:: Text to read

Time Series Preparation

In [391]:
ts_week = clean_df['Global_active_power'].resample('W').mean()
ts_month = clean_df['Global_active_power'].resample('M').mean()
In [392]:
ts_week['2006']
Out[392]:
datetime
2006-12-17    2.527411
2006-12-24    1.733948
2006-12-31    1.958913
Freq: W-SUN, Name: Global_active_power, dtype: float64
In [393]:
ts_week.plot(kind='kde')
Out[393]:
<matplotlib.axes._subplots.AxesSubplot at 0x1a4693b7b8>

Plot cleaned Time Series

In [394]:
pyplot.figure(figsize=(20,5))
pyplot.plot(ts_week)
pyplot.plot(ts_month)
pyplot.legend(['Global_active_power (Week)', 'Global_active_power (Month)'], loc=1)
Out[394]:
<matplotlib.legend.Legend at 0x1a4e3793c8>

Basic Time Series Statistical Tests

Stationarity Tests

In [396]:
def test_stationarity(timeseries):
    pyplot.figure(figsize=(20,5))
    #Determing rolling statistics
    rolmean = pd.rolling_mean(timeseries, window=12)
    rolstd = pd.rolling_std(timeseries, window=12)

    #Plot rolling statistics:
    orig = pyplot.plot(timeseries, color='blue',label='Original')
    mean = pyplot.plot(rolmean, color='red', label='Rolling Mean')
    std = pyplot.plot(rolstd, color='black', label = 'Rolling Std')
    pyplot.legend(loc='best')
    pyplot.title('Rolling Mean & Standard Deviation')
    pyplot.show(block=False)
    
    #Perform Dickey-Fuller test:
    print ('Results of Dickey-Fuller Test:')
    dftest = adfuller(timeseries, autolag='AIC')

::::

### Written exercise 1
Using the time series notebook, answer:
(a) What frequency string is passed to resample() to build ts_month?
(b) What window size is used for the rolling mean and rolling standard deviation?
(c) What color is the rolling mean line plotted in?

:: Data for this task

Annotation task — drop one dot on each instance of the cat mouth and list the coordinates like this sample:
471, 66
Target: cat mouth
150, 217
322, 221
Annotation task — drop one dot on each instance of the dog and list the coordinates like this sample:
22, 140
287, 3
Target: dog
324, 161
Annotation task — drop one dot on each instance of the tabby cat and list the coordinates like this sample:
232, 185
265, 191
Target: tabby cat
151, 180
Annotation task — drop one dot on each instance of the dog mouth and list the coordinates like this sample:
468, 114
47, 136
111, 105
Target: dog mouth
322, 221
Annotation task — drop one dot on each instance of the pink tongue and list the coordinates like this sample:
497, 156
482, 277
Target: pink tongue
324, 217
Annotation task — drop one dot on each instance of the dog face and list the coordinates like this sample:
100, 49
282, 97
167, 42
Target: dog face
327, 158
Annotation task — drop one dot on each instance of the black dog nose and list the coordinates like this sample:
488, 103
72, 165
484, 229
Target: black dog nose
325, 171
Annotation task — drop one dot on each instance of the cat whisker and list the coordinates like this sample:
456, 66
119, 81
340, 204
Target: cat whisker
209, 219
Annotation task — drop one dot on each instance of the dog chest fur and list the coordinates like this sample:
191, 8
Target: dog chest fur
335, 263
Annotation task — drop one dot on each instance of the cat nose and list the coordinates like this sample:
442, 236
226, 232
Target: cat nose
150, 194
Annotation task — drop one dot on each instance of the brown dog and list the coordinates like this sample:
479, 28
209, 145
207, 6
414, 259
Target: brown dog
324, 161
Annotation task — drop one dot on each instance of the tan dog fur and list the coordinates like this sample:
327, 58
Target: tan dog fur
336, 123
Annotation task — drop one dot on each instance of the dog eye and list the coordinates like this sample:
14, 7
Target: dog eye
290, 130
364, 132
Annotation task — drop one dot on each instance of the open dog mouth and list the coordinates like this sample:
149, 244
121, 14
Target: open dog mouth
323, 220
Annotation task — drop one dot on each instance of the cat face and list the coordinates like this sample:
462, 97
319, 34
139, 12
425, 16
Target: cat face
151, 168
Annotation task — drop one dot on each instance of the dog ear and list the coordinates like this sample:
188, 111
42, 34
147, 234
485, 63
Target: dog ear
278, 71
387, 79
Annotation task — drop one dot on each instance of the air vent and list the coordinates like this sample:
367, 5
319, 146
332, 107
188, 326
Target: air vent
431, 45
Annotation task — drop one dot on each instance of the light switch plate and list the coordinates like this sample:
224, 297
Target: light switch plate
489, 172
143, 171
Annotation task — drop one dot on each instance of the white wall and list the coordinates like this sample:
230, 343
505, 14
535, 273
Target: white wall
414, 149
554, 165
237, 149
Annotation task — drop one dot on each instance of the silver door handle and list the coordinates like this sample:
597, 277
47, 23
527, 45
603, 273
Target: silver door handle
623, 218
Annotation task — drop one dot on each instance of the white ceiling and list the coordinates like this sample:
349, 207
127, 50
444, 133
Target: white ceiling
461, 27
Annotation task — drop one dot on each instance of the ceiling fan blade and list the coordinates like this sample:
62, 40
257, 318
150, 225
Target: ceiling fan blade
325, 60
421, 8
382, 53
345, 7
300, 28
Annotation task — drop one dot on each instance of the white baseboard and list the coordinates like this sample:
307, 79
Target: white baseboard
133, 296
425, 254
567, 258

::::
:: Data for this task

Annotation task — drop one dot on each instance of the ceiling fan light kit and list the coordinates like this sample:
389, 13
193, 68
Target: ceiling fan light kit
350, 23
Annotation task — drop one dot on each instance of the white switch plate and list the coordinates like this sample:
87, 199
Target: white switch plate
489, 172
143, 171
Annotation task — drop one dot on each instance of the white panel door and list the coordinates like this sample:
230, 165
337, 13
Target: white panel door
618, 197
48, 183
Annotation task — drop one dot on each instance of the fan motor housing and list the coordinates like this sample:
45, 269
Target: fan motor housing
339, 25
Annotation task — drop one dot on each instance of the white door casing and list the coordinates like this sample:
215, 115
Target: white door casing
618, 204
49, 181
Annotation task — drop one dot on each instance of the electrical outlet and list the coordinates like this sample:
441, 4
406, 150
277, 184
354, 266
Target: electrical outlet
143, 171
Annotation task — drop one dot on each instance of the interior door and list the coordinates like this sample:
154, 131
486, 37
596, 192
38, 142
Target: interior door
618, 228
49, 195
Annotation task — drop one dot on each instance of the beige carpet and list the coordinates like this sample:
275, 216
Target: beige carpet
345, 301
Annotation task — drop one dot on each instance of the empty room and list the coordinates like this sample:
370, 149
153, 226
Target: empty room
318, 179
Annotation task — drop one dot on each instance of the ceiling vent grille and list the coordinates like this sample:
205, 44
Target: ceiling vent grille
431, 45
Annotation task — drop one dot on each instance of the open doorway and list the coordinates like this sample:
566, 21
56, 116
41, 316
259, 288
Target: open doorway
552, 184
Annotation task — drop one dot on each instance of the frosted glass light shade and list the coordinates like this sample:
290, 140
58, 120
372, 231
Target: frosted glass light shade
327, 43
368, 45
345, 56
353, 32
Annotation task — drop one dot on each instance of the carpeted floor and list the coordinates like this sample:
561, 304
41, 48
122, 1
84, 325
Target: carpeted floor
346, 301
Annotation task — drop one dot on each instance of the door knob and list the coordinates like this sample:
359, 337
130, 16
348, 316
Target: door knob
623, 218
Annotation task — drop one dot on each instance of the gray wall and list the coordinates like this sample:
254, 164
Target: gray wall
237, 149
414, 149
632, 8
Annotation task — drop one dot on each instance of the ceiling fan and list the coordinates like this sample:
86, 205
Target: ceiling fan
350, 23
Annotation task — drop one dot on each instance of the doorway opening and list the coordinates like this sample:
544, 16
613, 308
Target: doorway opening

::::

### Written exercise 2
Gather every line of the listing that contains the string "room".

### Final result 1
(a) 'M'
(b) 12
(c) Red

### Final result 2
Annotation task — drop one dot on each instance of the empty room and list the coordinates like this sample:
Target: empty room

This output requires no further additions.